▶ _CHALLENGE 1_:
Reproduce the records starting with the line that contains "Rules: pick out every instance of the padlock in" and going on through the line that contains "point(578, 570)", requests included, and output only those lines. Shift every coordinate in the answer points up by 123, and leave the requests and their sample points unchanged.

▶ _TEXT SECTION_:
———

Writing Reusable Code with Functions

Let’s say you want to do this…

  1. Start with sample sizes 3 through 5, and a population mean, and SD.

  2. Run 1000 simulations.

  3. For each simulation, calculate a mean, and then get the SE of the mean.

  4. Have it all appear in a data frame with sample size and SE.

You could….

m <- 5
s <- 2

my_df <- data.frame(samp_size = 3:5,
                    se = rep(NA, 3))

my_df$se[1] <- sd(replicate(1000, 
                            mean(rnorm(my_df$samp_size[1], m, s))))
my_df$se[2] <- sd(replicate(1000, 
                            mean(rnorm(my_df$samp_size[2], m, s))))
my_df$se[3] <- sd(replicate(1000, 
                            mean(rnorm(my_df$samp_size[3], m, s))))

(yes, this is pre-dplyr)

So….What is wrong here?

m <- 5
s <- 2

my_df <- data.frame(samp_size = 3:5,
                    se = rep(NA, 3))

my_df$se[1] <- sd(replicate(1000, 
                            mean(rnorm(my_df$samp_size[1], m, s))))
my_df$se[2] <- sd(replicate(1000, 
                            mean(rnorm(my_df$samp_size[2], m, s))))
my_df$se[3] <- sd(replicate(1000, 
                            mean(rnorm(my_df$samp_size[3], m, s))))

Some wrong things

  1. Copy-pasting is error prone

  2. Repeated code can get long

  3. Not scalable

  4. You were doing 4 things in each line of code! Unreadable?




Solutions?

Solutions

  1. Write code for each individual sample size
    • Lots of copy-paste
    • What about if you have a different mean and SD?
  2. Iterate over indices somhow?
    • Only good for this one case - fragile code
  3. FUNCTIONS!

———

▶ _EXERCISE MATERIALS_:
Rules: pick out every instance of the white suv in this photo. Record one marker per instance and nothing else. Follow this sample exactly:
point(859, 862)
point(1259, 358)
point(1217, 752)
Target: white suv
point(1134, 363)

———

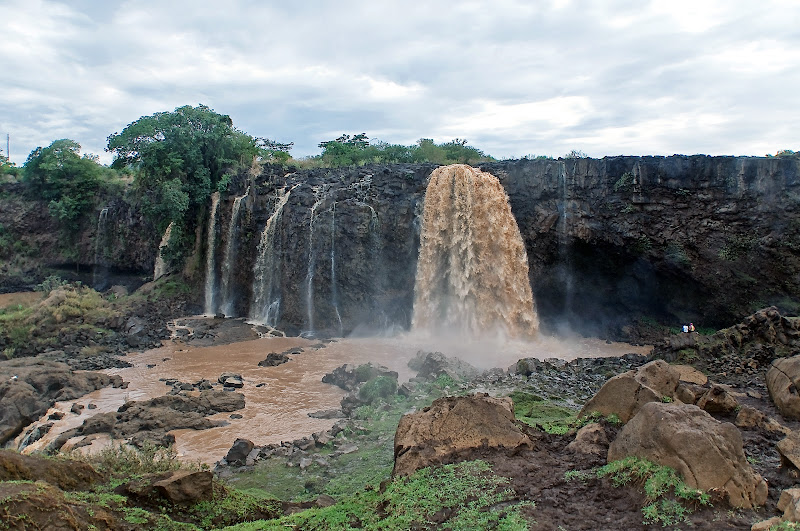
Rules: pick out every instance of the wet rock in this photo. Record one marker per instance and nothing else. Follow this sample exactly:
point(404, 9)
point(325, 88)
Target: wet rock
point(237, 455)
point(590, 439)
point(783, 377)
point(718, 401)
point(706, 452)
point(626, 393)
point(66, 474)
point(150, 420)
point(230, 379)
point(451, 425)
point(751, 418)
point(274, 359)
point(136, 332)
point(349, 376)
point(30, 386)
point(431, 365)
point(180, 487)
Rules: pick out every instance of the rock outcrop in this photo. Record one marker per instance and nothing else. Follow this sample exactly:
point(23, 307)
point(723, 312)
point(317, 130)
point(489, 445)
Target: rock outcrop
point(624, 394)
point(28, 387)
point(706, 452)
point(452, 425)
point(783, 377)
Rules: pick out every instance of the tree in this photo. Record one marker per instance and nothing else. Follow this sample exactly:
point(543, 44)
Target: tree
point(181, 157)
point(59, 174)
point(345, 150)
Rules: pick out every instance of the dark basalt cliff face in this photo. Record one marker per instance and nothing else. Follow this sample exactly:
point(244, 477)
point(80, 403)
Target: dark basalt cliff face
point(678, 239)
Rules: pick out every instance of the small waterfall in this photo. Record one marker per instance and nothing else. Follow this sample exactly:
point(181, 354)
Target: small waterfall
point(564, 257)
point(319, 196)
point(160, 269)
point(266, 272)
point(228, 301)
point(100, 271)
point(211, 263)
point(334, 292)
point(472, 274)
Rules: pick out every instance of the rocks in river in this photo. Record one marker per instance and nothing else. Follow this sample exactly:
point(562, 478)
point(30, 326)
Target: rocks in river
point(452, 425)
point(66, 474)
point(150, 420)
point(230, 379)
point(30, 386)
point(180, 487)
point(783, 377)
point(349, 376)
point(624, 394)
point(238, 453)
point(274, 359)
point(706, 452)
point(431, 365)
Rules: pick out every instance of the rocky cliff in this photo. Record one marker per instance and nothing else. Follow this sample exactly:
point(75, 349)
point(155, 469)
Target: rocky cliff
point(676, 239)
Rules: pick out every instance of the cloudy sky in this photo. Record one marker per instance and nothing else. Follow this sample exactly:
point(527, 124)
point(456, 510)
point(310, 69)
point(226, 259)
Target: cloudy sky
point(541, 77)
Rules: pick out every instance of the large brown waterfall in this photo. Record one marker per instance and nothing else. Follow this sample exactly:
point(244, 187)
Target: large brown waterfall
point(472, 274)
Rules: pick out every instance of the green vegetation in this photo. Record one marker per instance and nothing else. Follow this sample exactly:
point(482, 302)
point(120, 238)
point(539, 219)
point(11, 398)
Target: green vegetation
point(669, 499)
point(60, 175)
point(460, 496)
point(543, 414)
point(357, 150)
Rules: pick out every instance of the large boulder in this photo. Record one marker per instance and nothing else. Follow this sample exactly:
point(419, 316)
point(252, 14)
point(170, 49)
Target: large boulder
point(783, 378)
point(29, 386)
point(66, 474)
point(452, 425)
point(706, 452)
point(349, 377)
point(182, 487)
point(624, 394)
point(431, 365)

———

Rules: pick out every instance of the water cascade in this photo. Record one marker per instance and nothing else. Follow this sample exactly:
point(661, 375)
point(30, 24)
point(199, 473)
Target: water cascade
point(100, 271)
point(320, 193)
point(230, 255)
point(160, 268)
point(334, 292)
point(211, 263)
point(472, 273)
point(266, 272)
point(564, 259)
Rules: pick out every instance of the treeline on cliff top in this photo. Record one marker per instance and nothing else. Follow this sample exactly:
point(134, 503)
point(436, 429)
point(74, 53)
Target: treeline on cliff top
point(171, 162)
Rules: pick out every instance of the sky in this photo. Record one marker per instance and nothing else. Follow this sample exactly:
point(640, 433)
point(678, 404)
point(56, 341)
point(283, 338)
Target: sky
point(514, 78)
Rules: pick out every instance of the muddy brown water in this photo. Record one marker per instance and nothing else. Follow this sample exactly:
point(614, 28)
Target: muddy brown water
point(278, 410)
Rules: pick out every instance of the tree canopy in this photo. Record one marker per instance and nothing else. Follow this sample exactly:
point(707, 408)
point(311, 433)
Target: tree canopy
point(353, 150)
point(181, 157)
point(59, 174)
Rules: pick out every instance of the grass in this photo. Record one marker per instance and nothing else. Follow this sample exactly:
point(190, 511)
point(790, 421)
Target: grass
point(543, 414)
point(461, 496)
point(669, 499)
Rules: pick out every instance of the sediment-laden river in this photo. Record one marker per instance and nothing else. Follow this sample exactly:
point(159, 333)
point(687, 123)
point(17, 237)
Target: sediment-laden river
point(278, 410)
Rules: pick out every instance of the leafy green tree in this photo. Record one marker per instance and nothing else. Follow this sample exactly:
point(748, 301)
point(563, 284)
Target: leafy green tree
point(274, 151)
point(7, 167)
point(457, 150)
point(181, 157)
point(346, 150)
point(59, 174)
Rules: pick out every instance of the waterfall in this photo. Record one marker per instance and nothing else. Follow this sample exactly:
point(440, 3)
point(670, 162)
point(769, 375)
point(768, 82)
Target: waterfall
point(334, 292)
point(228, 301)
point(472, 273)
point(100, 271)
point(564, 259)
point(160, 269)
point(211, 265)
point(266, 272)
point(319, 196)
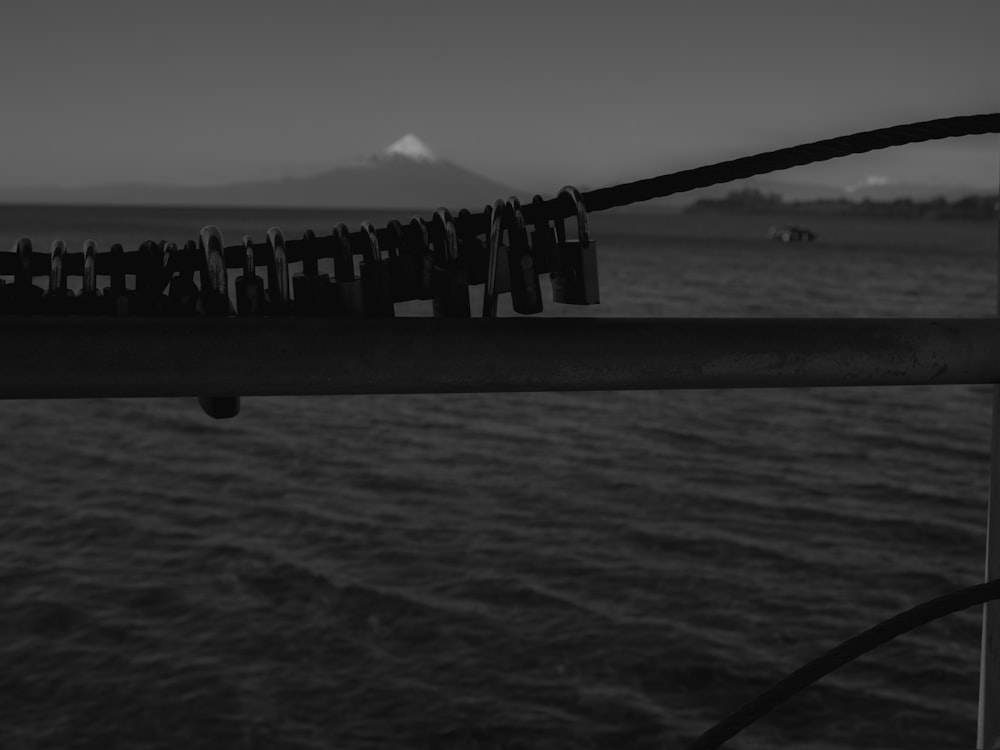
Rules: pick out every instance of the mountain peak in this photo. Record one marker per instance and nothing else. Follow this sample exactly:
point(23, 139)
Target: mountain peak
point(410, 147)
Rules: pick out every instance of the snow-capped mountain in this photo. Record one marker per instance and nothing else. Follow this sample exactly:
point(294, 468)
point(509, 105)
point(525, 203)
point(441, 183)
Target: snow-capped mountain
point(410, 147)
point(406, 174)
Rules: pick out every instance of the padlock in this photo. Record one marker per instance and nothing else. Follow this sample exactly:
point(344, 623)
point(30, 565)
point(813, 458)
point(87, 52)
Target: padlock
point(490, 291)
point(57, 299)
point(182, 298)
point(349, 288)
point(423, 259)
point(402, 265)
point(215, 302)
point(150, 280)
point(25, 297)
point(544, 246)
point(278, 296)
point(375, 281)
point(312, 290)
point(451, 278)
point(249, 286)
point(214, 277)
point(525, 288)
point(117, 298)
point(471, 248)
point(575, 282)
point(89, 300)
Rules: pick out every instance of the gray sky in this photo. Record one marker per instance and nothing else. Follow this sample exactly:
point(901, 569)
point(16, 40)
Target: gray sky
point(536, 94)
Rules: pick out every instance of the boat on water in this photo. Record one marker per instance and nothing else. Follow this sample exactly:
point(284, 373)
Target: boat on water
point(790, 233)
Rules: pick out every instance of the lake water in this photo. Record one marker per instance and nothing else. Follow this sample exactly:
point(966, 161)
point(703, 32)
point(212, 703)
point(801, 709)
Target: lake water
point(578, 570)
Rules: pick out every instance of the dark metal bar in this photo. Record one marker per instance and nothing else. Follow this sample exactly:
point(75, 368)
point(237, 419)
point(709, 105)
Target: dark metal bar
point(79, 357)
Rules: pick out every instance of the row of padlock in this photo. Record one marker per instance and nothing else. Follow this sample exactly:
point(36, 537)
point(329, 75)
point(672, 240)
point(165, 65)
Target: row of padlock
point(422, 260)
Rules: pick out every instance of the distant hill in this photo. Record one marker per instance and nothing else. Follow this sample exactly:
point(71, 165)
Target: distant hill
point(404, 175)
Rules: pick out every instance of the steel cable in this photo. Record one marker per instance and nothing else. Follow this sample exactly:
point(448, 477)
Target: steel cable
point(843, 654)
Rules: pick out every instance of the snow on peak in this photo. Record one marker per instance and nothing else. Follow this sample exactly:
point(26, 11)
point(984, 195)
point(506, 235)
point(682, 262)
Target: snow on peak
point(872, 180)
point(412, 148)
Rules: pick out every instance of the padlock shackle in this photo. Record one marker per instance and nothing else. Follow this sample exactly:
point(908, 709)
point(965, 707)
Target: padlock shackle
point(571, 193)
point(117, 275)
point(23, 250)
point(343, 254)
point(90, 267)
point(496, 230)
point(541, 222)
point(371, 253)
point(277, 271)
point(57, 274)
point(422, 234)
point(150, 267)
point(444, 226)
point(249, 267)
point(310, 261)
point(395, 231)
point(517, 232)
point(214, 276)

———

▶ _CHALLENGE 2_:
Copy the entire text on writing reusable code with functions, word for word.

▶ _EXPECTED ANSWER 1_:
Rules: pick out every instance of the padlock in this photo. Record one marker per instance and nothing else. Follow this sample exactly:
point(344, 623)
point(30, 565)
point(813, 458)
point(87, 52)
Target: padlock
point(613, 414)
point(180, 422)
point(305, 421)
point(472, 411)
point(546, 382)
point(525, 388)
point(338, 425)
point(273, 403)
point(148, 420)
point(667, 369)
point(401, 419)
point(498, 404)
point(435, 413)
point(574, 401)
point(372, 409)
point(337, 400)
point(648, 411)
point(240, 421)
point(594, 371)
point(698, 405)
point(212, 423)
Rules: pick out every instance of the gray sky in this photo. Record one marker per instance and nothing else. Follow this sample exactly:
point(901, 569)
point(16, 40)
Target: gray sky
point(659, 217)
Rules: pick out every instance of the boat on water in this photo. Record one marker per instance and nothing else. Follow this sample exactly:
point(284, 373)
Target: boat on water
point(913, 356)
Rules: pick out every instance of the lake water in this photo. Record one marker per instance and nothing else. Follow this sample exactly:
point(966, 161)
point(703, 32)
point(212, 703)
point(801, 709)
Target: lake water
point(701, 693)

▶ _EXPECTED ANSWER 2_:
Writing Reusable Code with Functions

Let’s say you want to do this…

  1. Start with sample sizes 3 through 5, and a population mean, and SD.

  2. Run 1000 simulations.

  3. For each simulation, calculate a mean, and then get the SE of the mean.

  4. Have it all appear in a data frame with sample size and SE.

You could….

m <- 5
s <- 2

my_df <- data.frame(samp_size = 3:5,
                    se = rep(NA, 3))

my_df$se[1] <- sd(replicate(1000, 
                            mean(rnorm(my_df$samp_size[1], m, s))))
my_df$se[2] <- sd(replicate(1000, 
                            mean(rnorm(my_df$samp_size[2], m, s))))
my_df$se[3] <- sd(replicate(1000, 
                            mean(rnorm(my_df$samp_size[3], m, s))))

(yes, this is pre-dplyr)

So….What is wrong here?

m <- 5
s <- 2

my_df <- data.frame(samp_size = 3:5,
                    se = rep(NA, 3))

my_df$se[1] <- sd(replicate(1000, 
                            mean(rnorm(my_df$samp_size[1], m, s))))
my_df$se[2] <- sd(replicate(1000, 
                            mean(rnorm(my_df$samp_size[2], m, s))))
my_df$se[3] <- sd(replicate(1000, 
                            mean(rnorm(my_df$samp_size[3], m, s))))

Some wrong things

  1. Copy-pasting is error prone

  2. Repeated code can get long

  3. Not scalable

  4. You were doing 4 things in each line of code! Unreadable?




Solutions?

Solutions

  1. Write code for each individual sample size
    • Lots of copy-paste
    • What about if you have a different mean and SD?
  2. Iterate over indices somhow?
    • Only good for this one case - fragile code
  3. FUNCTIONS!